Starting at the beginning of the records and ending with the line that contains "[6,0,1023,80]", write out every line again, requests included. Shift each bounding-box coordinate in the answers up by 62.
--------------------
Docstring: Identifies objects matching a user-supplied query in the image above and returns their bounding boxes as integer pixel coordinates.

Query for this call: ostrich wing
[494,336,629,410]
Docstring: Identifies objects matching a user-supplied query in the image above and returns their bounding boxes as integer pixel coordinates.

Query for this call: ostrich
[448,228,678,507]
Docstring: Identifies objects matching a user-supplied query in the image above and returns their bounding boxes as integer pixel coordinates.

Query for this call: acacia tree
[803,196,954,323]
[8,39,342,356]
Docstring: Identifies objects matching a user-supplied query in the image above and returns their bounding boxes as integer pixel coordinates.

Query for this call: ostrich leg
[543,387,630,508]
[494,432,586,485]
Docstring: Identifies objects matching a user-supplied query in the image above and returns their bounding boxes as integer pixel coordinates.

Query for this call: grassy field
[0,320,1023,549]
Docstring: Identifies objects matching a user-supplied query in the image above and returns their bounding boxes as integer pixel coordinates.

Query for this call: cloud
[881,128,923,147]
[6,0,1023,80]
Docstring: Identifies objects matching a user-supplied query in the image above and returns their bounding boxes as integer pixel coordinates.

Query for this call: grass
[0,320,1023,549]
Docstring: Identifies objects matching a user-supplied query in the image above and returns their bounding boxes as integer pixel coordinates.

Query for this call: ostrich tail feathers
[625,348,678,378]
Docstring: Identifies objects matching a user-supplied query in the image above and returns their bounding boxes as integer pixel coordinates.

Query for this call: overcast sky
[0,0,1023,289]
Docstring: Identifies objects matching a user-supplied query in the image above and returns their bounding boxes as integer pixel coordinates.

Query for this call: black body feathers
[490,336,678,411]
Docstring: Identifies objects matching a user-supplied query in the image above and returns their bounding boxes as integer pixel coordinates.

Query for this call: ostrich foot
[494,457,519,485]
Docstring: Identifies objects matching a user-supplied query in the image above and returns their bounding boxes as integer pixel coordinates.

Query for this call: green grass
--------------------
Answer for the task »
Docstring: Identifies objects matching a user-supplied query in the image above and returns their bounding boxes as integer pixel coordinates.

Query for this call: ostrich wing
[556,398,691,472]
Docstring: Identifies objects matching a user-supplied query in the image above and returns their bounding boxes as integer pixel coordinates.

Query for this call: ostrich
[510,290,740,569]
Docstring: Identifies objects matching a user-supplied query in the image above and returns their bounding boxes as integer pixel coordinates.

Query for this call: acacia tree
[865,258,1016,385]
[70,101,404,418]
Docstring: Identifies objects matching a user-supplied query in the image above and returns their bounding boxes as integer pixel coordinates.

Query for this call: ostrich leg
[605,449,692,570]
[556,494,648,547]
Docstring: Identifies objects matching a user-supplied query in the image above and returns their bounding boxes as integer pixel coordinates.

Query for this call: grassy field
[62,382,1085,611]
Docstring: Identifies objects matching a user-supplied query in the image above and returns their bounding boxes as integer pixel coordinates.

Query for this call: cloud
[943,190,985,209]
[68,62,1085,142]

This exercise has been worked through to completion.